Stated exercise 1: In the hotel loan passage, on what date did a new lender buy the first mortgage loan on the property?
Stated exercise 2: Rewrite the paragraph of the hotel loan passage that begins "An additional loan facility" as a short bulleted list that keeps its main facts.

Selection:
• • • • • • •

An additional loan facility from the existing lender of up to $4,000,000 was
available to be used to pay expected debt service shortfalls after August 11,
1992. Interest on the new loan facility is payable currently to the extent of
available cash flow from Hotel operations. Interest deferred due to the lack of
available cash flow could be added to the principal balance of the new loan
until the loan balance reached the $4,000,000 limitation. As of March 31, 1995,
the Partnership had exhausted the entire $4,000,000 of this additional loan
facility. On April 11, 1995, the Partnership received a default notice from the
lender. Under the terms of the loan agreement, as of April 25, 1995 additional
default interest accrues at a rate of 4% per annum on the loan amount of
$32,060,518 and the additional loan facility of $4,000,000. At March 31, 1996,
approximately $1,283,000 of accrued interest on the mortgage loan and the
additional loan facility remained unpaid. The Partnership continues to remit the
net cash flow produced by the Hotel to the lender. However, subsequent to the
date of the default, the Partnership suspended the monthly supplemental payments
referred to above. On February 19, 1996, the first mortgage loan on the property
was purchased by a new lender, and the Partnership has since received formal
notice of default from this new lender. It is unclear whether the new lender
will be willing to allow for further modifications to the loan and an extension
of the August 1996 maturity date. Given the significant deficiency which exists
between the estimated fair value of the Hotel and the outstanding indebtedness,
management believes that it would not be prudent to use the Partnership's
reserves to cure the default without substantial modifications to the loan terms
which would afford the Partnership the opportunity to recover such additional
investments plus a portion of its original investment in the Hotel. In the event
that an agreement with the new lender cannot be reached, the result could be a
foreclosure on the operating investment property. The eventual outcome of this
matter cannot be determined at this time, but management believes that a
foreclosure of the property by the new lender is likely.

• • • • • • •

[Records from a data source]

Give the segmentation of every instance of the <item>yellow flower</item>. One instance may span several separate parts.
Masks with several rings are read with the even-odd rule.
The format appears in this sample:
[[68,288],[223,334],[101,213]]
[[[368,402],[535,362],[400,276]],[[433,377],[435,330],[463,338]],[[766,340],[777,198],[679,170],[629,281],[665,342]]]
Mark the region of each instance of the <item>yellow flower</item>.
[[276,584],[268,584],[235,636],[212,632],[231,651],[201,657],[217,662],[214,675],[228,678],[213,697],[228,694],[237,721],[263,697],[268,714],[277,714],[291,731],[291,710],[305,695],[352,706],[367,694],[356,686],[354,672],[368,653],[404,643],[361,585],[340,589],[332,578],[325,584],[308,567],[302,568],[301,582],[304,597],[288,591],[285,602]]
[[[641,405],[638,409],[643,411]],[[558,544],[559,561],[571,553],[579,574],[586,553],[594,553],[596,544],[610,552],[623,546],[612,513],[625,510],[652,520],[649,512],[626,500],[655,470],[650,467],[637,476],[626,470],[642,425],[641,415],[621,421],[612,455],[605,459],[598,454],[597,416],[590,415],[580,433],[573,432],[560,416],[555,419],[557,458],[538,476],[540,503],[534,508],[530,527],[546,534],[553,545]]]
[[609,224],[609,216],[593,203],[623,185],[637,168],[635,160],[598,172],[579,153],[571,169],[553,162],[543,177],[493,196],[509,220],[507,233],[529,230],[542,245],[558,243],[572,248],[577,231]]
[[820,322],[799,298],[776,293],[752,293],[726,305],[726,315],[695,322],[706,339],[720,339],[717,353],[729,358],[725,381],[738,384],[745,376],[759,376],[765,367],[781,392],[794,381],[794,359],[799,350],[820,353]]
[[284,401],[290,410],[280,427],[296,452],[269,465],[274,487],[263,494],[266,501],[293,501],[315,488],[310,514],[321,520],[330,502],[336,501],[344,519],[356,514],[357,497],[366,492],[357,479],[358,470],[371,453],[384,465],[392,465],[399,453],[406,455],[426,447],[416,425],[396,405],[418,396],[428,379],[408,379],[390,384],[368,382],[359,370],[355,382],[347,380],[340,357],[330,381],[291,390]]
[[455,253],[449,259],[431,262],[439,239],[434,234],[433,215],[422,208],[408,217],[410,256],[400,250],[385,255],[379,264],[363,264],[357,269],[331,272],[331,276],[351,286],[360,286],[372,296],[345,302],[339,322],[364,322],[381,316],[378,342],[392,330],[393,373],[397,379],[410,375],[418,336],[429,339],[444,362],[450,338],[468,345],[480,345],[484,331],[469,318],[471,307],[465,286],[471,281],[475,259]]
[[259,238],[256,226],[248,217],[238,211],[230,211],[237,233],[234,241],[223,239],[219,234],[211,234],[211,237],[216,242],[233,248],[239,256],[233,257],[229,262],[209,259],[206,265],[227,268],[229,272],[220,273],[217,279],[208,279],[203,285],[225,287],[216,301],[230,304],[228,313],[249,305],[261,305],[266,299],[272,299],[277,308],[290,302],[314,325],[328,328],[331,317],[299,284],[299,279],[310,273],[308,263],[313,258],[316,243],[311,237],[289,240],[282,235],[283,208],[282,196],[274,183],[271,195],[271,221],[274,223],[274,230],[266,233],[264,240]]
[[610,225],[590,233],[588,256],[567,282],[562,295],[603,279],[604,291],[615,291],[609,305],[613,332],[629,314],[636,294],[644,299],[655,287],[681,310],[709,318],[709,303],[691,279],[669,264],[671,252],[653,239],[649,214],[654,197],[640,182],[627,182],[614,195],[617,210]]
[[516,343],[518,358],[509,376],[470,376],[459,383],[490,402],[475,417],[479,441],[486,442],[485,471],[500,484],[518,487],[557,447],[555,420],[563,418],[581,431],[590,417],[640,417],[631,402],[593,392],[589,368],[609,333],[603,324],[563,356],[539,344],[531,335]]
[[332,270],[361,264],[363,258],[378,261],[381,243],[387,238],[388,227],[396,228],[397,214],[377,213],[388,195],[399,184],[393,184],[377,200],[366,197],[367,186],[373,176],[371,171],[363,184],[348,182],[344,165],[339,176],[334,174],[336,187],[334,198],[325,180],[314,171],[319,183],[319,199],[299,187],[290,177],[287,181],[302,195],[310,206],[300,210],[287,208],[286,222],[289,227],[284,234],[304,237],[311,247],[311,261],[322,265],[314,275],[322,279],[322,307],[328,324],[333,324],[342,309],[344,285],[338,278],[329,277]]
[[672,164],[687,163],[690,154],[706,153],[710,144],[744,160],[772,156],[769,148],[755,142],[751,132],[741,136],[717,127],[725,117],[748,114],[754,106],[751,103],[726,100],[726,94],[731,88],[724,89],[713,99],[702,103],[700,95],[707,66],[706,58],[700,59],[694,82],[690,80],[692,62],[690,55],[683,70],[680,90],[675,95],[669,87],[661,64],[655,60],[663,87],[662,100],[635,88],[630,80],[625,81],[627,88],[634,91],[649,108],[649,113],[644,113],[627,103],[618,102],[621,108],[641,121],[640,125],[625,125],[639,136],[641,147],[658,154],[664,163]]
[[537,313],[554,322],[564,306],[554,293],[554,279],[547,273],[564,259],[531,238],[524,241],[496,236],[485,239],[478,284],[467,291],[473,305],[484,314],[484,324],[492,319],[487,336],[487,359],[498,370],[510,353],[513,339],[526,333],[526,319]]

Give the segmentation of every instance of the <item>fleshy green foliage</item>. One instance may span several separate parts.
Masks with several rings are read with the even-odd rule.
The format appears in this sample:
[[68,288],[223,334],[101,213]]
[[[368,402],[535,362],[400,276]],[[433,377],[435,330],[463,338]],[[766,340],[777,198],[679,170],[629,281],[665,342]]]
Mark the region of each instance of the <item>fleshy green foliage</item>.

• • • • • • •

Full answer 1: February 19, 1996.

Full answer 2:
- The existing lender provided an additional loan facility of up to $4,000,000 to cover expected debt service shortfalls after August 11, 1992.
- Interest on it was payable from available Hotel cash flow. Deferred interest could be added to principal up to the $4,000,000 limit.
- By March 31, 1995, the Partnership had used the entire $4,000,000.
- The lender sent a default notice on April 11, 1995. From April 25, 1995, default interest of 4% per year accrued on the $32,060,518 loan and the $4,000,000 facility.
- At March 31, 1996, about $1,283,000 of accrued interest remained unpaid.
- The Partnership still sends the Hotel's net cash flow to the lender but stopped its monthly supplemental payments after the default.
- A new lender bought the first mortgage loan on February 19, 1996, and has also issued a formal default notice.
- It is unclear whether the new lender will modify the loan or extend its August 1996 maturity.
- Because the Hotel's estimated fair value falls far short of its debt, management will not use reserves to cure the default without substantial changes to the loan terms.
- Without an agreement, foreclosure could follow, and management believes it is likely.